[PATCH] ARM/KVM: inject data abort on unhandled memory access

Andre Przywara andre.przywara at linaro.org
Fri Dec 13 09:16:25 EST 2013


On 12/11/2013 01:55 AM, Christoffer Dall wrote:
> On Tue, Dec 10, 2013 at 05:37:33PM +0100, Andre Przywara wrote:
>> On 12/05/2013 04:15 PM, Peter Maydell wrote:
>>> On 5 December 2013 15:10, Andre Przywara <andre.przywara at linaro.org> wrote:
>>>> If a KVM guest accesses memory that is outside its memory map (so no
>>>> MMIO and no RAM), KVM will return -ENOSYS to userland, causing QEMU
>>>> to do an abort() and kill the whole guest. This happens while
>>>> executing dmidecode on ARM, which mmaps /dev/mem and scans the first
>>>> Megabyte of memory for a DMI BIOS signature (sic!).
>>>> Of course this is silly, but in any case crashing the whole guest
>>>> does not seems appropriate.
>>>> So lets mimic native hardware's behavior in this case and inject a
>>>> Data Abort exception into the guest. In the previous case this will
>>>> crash dmidecode with SIGSEGV, but keeps the guest alive.

::::::

**Given request 1**
Pull out every line of the entries that contains the string "keys".

**Material for the task**

::::::

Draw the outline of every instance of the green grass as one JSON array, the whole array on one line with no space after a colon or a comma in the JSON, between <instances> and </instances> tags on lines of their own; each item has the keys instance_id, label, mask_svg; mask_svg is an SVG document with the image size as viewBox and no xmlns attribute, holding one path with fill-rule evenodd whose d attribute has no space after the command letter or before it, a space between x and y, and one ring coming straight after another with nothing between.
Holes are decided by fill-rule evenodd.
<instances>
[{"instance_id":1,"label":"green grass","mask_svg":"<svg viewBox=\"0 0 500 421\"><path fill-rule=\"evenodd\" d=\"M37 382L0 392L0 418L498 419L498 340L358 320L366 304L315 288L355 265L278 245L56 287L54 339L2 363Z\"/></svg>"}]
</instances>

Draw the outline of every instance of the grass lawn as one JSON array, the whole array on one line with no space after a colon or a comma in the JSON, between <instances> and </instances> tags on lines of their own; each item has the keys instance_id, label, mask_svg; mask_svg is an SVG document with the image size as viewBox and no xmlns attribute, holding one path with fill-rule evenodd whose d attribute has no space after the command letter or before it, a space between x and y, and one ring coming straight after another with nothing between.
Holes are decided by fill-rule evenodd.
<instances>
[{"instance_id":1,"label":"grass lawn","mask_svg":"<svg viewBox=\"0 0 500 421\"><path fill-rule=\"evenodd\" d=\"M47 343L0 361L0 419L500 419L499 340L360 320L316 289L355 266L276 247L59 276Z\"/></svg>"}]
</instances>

::::::

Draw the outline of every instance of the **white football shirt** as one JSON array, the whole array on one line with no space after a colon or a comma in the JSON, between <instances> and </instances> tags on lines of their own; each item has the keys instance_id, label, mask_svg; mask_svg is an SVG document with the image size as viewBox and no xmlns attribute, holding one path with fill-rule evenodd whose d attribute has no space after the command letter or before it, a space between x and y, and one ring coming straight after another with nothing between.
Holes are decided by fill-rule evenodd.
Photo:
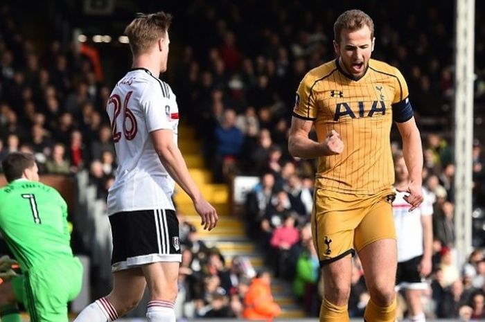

::::::

**Given request 2**
Summarize the patch message in two sentences.

**Finished answer 1**
Draw the outline of every instance of the green grass as one JSON array, the whole array on one line with no space after a colon or a comma in the JSON, between <instances> and </instances> tags on lines of their own; each item has the keys instance_id, label, mask_svg; mask_svg is an SVG document with the image size as viewBox and no xmlns attribute, holding one path with fill-rule evenodd whose d attribute has no space after the command letter or before it, a space between x and y, and one ring coming straight after another with nothing between.
Draw the outline of every instance of the grass lawn as one JSON array, the whole array on one line with no space after a colon or a comma in the JSON, between <instances> and </instances> tags on lines of their own; each item has the keys instance_id, label, mask_svg; mask_svg is an SVG document with the image size as viewBox and no xmlns attribute, holding one path with fill-rule evenodd whose d attribute has no space after the command letter or before it, a space between x and y, and one ring coming straight after another with nothing between.
Draw the outline of every instance of the **white football shirt** as one JSON array, the whole array on one line with no space after a colon or a comma in the JSON, between <instances> and </instances> tags on lines of their own; each item has the keys instance_id, label, mask_svg; mask_svg is an SVG document with the image size as viewBox and no xmlns attribute, holding one path with fill-rule evenodd whose d attribute has no space after the command letter or before it, a space between x and y, and one ring coming straight after another with nothing between.

**Finished answer 2**
When a KVM guest on ARM accesses memory outside its memory map, KVM returns -ENOSYS to userland, and QEMU responds with abort() and kills the whole guest, which happens when dmidecode scans the first megabyte of /dev/mem for a DMI BIOS signature. The patch proposes mimicking native hardware by injecting a Data Abort exception into the guest, which would crash dmidecode with SIGSEGV but keep the guest alive.